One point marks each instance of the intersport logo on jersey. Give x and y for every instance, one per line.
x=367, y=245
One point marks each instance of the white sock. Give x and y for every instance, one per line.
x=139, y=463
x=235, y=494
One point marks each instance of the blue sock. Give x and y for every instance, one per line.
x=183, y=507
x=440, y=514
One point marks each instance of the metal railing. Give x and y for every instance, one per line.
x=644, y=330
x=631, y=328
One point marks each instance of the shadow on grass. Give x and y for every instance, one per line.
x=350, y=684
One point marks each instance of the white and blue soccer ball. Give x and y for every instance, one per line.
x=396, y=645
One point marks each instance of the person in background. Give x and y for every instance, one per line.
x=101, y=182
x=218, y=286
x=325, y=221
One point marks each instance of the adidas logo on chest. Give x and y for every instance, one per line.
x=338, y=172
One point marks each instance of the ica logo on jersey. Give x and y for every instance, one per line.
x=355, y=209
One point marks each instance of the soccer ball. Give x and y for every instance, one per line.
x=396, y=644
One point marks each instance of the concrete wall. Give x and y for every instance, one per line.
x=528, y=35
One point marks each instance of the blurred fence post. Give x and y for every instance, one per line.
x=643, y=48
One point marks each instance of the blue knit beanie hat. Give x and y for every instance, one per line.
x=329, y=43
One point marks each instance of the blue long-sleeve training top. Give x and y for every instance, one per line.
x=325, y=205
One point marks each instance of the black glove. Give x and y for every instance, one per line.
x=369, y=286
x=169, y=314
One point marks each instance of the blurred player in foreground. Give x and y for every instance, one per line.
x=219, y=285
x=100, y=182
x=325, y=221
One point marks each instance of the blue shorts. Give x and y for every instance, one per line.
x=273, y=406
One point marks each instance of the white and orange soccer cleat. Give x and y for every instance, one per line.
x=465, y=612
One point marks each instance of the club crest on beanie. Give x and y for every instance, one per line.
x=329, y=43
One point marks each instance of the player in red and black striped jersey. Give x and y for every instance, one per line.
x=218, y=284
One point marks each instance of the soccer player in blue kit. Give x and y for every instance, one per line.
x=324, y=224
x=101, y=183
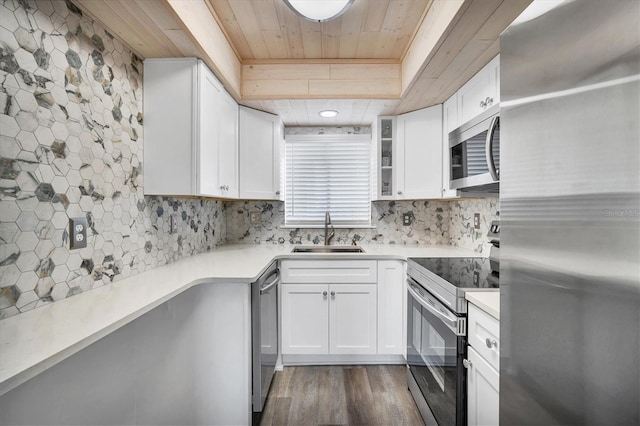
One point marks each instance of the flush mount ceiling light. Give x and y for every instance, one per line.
x=328, y=113
x=319, y=10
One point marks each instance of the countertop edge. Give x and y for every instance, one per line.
x=488, y=301
x=138, y=285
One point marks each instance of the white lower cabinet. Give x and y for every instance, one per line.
x=391, y=307
x=305, y=319
x=352, y=318
x=483, y=366
x=336, y=311
x=329, y=319
x=483, y=395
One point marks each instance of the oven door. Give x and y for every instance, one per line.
x=436, y=346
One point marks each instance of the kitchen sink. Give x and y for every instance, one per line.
x=328, y=249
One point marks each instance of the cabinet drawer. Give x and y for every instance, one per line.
x=329, y=271
x=484, y=335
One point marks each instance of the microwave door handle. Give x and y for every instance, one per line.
x=451, y=324
x=489, y=147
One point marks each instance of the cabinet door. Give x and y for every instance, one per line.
x=352, y=319
x=305, y=319
x=449, y=123
x=228, y=146
x=419, y=170
x=483, y=396
x=391, y=332
x=170, y=133
x=259, y=155
x=209, y=133
x=480, y=92
x=386, y=158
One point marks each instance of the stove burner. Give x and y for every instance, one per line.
x=461, y=272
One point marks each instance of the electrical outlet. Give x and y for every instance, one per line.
x=476, y=220
x=77, y=233
x=254, y=217
x=173, y=223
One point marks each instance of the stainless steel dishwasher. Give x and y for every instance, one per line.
x=264, y=314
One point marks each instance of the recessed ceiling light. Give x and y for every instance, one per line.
x=328, y=113
x=319, y=11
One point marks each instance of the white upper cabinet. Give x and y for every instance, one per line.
x=418, y=169
x=480, y=93
x=228, y=146
x=449, y=123
x=260, y=149
x=191, y=128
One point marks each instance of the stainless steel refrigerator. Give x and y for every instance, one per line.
x=570, y=214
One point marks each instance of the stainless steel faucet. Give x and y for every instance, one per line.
x=328, y=235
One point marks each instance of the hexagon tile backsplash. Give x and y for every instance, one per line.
x=71, y=146
x=433, y=223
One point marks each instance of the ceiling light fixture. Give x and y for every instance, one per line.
x=319, y=10
x=328, y=113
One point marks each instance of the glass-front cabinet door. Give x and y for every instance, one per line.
x=386, y=141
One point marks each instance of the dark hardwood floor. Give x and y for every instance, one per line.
x=341, y=395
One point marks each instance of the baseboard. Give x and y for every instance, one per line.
x=341, y=359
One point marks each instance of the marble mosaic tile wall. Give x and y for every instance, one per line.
x=434, y=222
x=461, y=229
x=71, y=146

***

> Your task: Rewrite all the material above with "One point marks" changed to "A single point marks" wherever it occurs, keeping everything else the same. Leave the pictures out.

> The reply:
A single point marks each instance of the intersport logo on jersey. Give x and y for every instance, one per line.
x=367, y=245
A single point marks each instance of the white sock. Give x and y for every instance, one per line.
x=139, y=463
x=235, y=494
A single point marks each instance of the blue sock. Give x and y for every instance, one per line.
x=183, y=507
x=440, y=514
A single point marks each instance of the metal railing. Give x and y for every instance, one per line.
x=644, y=330
x=631, y=328
A single point marks each instance of the shadow on grass. Give x and y for every instance, one per line.
x=350, y=684
A single point marks each instance of the white and blue soccer ball. Give x and y for every instance, one per line.
x=396, y=645
A single point marks each instance of the person in background. Give x and y for every instance, one per line.
x=101, y=182
x=218, y=286
x=325, y=221
A single point marks each instance of the adidas logo on chest. Give x and y for every instance, one per line.
x=338, y=172
A single point marks each instance of the ica logo on jersey. Give x and y for every instance, one per line.
x=355, y=209
A single point marks each instance of the soccer ball. Give x and y for every instance, one per line.
x=396, y=644
A single point marks each instance of the concrete wall. Give x and y for every instance, one per line.
x=528, y=35
A single point marks each instance of the blurred fence post. Give x and y for every instance, one per line.
x=643, y=48
A single point marks each instance of the blue knit beanie hat. Give x and y for every instance, one per line.
x=329, y=43
A single point marks each instance of the blue long-sleeve training top. Give x and y for every instance, one per line.
x=325, y=205
A single point marks each instance of the black glove. Give x and y for every instance, one per line.
x=369, y=286
x=169, y=314
A single point marks each instance of the blurred player in foreground. Give x and y for every instance, one per line.
x=219, y=285
x=100, y=182
x=325, y=221
A single point marks each instance of the blue shorts. Give x and y for every instance, one per line.
x=273, y=406
A single point marks each instance of the white and orange soccer cleat. Give x and y for every instance, one per line.
x=465, y=612
A single point marks each instance of the club crest on beanie. Give x and y for every instance, one per line.
x=329, y=43
A single point marks each instance of the player in red and black striped jersey. Give x and y for every instance, one per line.
x=218, y=284
A single point marks each instance of the soccer player in blue kit. Give x and y for every instance, one per line.
x=324, y=224
x=101, y=183
A single point marks each instance of the flush mount ceiling light. Give x and y for every instance, one per line.
x=328, y=113
x=319, y=10
A single point marks each instance of the countertop edge. Give x and y for every instance, one per line.
x=488, y=301
x=138, y=285
A single point marks each instance of the white lower cabinet. Give x and y for every instance, one per line.
x=391, y=307
x=305, y=319
x=352, y=318
x=483, y=366
x=336, y=311
x=329, y=319
x=483, y=395
A single point marks each instance of the oven door. Give x and y for every instance, one per line.
x=436, y=346
A single point marks each instance of the kitchen sink. Give x and y for every instance, one per line.
x=328, y=249
A single point marks each instance of the cabinet drawer. Give x and y for every instance, one per line.
x=329, y=271
x=484, y=335
A single point marks each instance of the microwave door handle. Give x and y for every instance, one per line.
x=451, y=324
x=489, y=147
A single point marks each instance of the cabinet door. Give x and y for every instance, one per line.
x=352, y=319
x=305, y=319
x=449, y=123
x=228, y=146
x=419, y=170
x=483, y=396
x=391, y=332
x=170, y=133
x=259, y=155
x=209, y=133
x=480, y=92
x=386, y=158
A single point marks each instance of the stove burner. Give x and y for every instance, one per line.
x=461, y=272
A single point marks each instance of the electrical outlet. Give x and y for every instance, one per line.
x=476, y=220
x=77, y=233
x=254, y=217
x=173, y=223
A single point marks each instance of the stainless steel dishwasher. Give x and y for every instance, one per line.
x=264, y=314
A single point marks each instance of the recessed ceiling light. Give x and y for every instance, one per line.
x=328, y=113
x=319, y=11
A single point marks each instance of the white upper cabinet. Give x and y for every instance, one per line.
x=418, y=169
x=480, y=93
x=228, y=146
x=449, y=123
x=260, y=149
x=191, y=128
A single point marks each instance of the stainless steel refrigerator. Give x and y for every instance, one per line.
x=570, y=214
A single point marks each instance of the stainless steel faucet. Give x and y for every instance, one per line.
x=328, y=235
A single point marks each instance of the hexagon tile backsplash. Give x and y for every instance, one per line.
x=71, y=146
x=433, y=223
A single point marks each instance of the ceiling light fixture. Give x and y for every instance, one per line.
x=319, y=10
x=328, y=113
A single point marks each instance of the glass-front cabinet door. Give x and y for every instance, one per line.
x=386, y=141
A single point marks each instance of the dark hardwood floor. Give x and y for every instance, one per line.
x=341, y=395
A single point marks each instance of the baseboard. Give x and y for every instance, one per line.
x=341, y=359
A single point marks each instance of the marble mosaic tile wall. Give x and y for every instance, one per line.
x=434, y=222
x=461, y=229
x=71, y=146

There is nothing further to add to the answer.